___ Text provided ___

What's Stealing Your Sleep?

If you're waking up in the morning after a night's rest feeling still tired, unrefreshed, and not quite yourself, then there could be any number of causes. In this article, we'll take a look at some that you might not be aware of.


Sleep is such a crucial part of our daily lives

Without a good night's sleep, it's impossible for you to benefit from the regenerative processes that take place during your body's nightly reboot. Sleep is not only the time when you rest, but it's also when you cleanse a whole bunch of nasty toxins from our system.


But your internal organs need to rest too, even if they never come to a complete stop. A good night's sleep has tremendous rejuvenating properties. If you're waking up unrefreshed, then several things could be going on:


1. You're not getting the deep sleep you need so your body is still craving more rest.


2. Your metabolic by-products are building up and are not being flushed from your body fast enough. This toxic accumulation can reach such a point that it becomes too much for your body to deal with.


3. Your cortisol levels, the hormone that helps wake you up in the morning. During a normal night's sleep, cortisol will usually begin to enter your brain around two to three hours before you actually wake up. If this is not happening, then you won't be able to wake up and feel like you've had enough sleep. Low cortisol in the mornings can make you slow and sluggish at first, and then slowly improve as the cortisol levels increase throughout the day.


Clearly then, there are a number of factors that can play a role in why you're not waking up feeling fresh and well-rested, and adrenal fatigue is a very common one. Adrenal fatigue, especially in the later stages, keeps your body in alert mode, thus preventing you from reaching the deep sleep your body needs to function properly.


You may be laying in bed tossing and turning, frequently waking during the night. As a result, you're simply not getting the restful sleep that you would get if you had a night of continuous, uninterrupted sleep.


Diabetes is another possible condition that is stealing your sleep. Or you may have metabolic imbalances that wake you up multiple times each night. If you need to go to the bathroom during the night, you might have prostate, urinary, or bladder issues. But if you can rule all of these things out, then you should start thinking about adrenal fatigue.


Adrenal fatigue is a common occurrence

But it's not a symptom, and it's not a disease. It is a disorder that most people have to deal with at some point in their lives. In fact, many experts estimate that almost every person will experience the condition, also known as hypoadrenia, to some extent, especially during highly-stressed periods of their lives.

___ Information given ___

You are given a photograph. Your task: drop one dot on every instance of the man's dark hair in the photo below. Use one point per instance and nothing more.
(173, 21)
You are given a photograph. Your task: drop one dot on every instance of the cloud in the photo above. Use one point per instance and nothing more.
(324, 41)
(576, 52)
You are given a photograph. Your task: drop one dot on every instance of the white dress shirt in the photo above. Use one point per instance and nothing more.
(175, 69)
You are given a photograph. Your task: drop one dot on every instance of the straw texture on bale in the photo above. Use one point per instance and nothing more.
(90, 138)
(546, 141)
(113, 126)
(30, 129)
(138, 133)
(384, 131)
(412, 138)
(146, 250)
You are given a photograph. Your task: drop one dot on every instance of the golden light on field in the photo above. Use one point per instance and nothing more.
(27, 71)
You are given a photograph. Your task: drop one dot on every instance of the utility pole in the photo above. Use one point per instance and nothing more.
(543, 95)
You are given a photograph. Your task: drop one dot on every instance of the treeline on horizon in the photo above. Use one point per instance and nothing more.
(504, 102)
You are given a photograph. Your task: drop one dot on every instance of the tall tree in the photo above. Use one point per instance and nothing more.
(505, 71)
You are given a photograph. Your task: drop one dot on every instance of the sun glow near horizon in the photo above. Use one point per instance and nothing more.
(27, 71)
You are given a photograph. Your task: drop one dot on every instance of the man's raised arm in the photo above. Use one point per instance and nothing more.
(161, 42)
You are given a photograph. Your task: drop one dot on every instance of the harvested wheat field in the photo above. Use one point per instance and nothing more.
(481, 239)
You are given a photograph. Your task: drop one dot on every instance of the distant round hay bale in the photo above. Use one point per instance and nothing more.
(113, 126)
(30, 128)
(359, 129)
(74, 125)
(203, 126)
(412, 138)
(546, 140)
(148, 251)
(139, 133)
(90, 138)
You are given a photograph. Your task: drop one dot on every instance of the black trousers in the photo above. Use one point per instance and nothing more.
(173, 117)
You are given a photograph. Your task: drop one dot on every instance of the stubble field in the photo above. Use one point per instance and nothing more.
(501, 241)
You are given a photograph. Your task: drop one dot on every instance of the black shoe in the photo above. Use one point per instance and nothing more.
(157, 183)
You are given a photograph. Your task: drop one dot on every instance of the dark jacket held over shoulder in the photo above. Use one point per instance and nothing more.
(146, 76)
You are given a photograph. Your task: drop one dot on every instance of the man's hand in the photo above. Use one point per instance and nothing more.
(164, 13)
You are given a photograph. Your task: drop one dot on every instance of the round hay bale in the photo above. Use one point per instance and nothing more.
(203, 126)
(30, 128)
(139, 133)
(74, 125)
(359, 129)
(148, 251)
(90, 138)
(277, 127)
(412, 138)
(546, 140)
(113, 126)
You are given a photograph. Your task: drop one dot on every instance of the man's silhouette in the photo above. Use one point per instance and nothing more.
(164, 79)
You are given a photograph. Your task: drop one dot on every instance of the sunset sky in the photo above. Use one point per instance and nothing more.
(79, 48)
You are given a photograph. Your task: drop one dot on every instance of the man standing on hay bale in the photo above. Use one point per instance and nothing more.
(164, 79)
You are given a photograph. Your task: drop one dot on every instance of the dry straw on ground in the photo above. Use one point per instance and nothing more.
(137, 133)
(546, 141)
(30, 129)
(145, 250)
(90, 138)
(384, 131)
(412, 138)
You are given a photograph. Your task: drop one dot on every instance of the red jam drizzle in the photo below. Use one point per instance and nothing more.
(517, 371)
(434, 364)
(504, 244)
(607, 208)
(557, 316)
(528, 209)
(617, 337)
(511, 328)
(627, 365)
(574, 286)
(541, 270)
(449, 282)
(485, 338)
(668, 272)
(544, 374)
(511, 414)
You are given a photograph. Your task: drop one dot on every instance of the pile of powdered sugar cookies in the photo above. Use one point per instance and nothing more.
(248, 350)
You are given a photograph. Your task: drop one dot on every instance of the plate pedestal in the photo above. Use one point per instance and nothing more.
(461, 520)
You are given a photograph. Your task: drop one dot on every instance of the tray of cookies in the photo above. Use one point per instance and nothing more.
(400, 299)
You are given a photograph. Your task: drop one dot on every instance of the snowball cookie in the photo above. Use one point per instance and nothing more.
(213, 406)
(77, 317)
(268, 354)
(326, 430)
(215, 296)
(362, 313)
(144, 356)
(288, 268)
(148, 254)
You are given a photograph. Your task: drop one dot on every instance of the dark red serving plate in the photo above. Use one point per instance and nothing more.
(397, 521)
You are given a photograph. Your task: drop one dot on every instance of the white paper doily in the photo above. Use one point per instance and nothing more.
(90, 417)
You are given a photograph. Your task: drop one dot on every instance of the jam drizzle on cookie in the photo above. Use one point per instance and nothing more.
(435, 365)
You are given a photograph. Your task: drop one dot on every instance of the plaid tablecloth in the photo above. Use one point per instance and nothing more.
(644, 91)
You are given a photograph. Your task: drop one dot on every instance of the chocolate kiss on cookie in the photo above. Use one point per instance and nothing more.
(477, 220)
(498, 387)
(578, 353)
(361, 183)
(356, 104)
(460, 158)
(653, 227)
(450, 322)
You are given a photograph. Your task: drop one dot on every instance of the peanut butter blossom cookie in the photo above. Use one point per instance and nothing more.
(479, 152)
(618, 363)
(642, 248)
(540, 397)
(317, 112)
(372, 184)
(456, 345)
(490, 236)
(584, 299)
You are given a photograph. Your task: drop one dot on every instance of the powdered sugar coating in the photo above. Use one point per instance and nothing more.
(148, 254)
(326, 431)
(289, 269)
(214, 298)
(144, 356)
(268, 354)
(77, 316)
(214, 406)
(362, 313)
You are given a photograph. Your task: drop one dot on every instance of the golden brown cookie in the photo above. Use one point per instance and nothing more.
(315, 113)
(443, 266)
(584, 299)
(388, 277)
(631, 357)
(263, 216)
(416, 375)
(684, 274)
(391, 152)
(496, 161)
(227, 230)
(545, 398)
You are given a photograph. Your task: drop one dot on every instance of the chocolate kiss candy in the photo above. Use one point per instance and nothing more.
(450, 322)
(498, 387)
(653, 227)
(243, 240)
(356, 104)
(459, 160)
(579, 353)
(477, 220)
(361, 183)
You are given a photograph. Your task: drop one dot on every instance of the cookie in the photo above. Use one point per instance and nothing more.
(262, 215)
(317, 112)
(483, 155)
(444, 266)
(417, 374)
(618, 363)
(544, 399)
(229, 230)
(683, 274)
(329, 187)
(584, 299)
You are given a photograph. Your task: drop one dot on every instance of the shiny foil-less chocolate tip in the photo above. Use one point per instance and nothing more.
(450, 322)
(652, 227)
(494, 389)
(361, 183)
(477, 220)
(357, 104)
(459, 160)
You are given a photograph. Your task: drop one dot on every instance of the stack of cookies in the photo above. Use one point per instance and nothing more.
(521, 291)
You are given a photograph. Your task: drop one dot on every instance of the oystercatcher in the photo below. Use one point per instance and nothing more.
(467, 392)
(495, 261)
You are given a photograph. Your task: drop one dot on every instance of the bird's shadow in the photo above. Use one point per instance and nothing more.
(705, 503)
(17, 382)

___

Tasks to carry out:
a) Reproduce the sleep article from "What's Stealing Your" to "from our system.".
b) According to the sleep article, when does cortisol usually begin to enter the brain during a normal night's sleep?

Answers per task:
a)
What's Stealing Your Sleep?

If you're waking up in the morning after a night's rest feeling still tired, unrefreshed, and not quite yourself, then there could be any number of causes. In this article, we'll take a look at some that you might not be aware of.


Sleep is such a crucial part of our daily lives

Without a good night's sleep, it's impossible for you to benefit from the regenerative processes that take place during your body's nightly reboot. Sleep is not only the time when you rest, but it's also when you cleanse a whole bunch of nasty toxins from our system.

b) Around two to three hours before you actually wake up.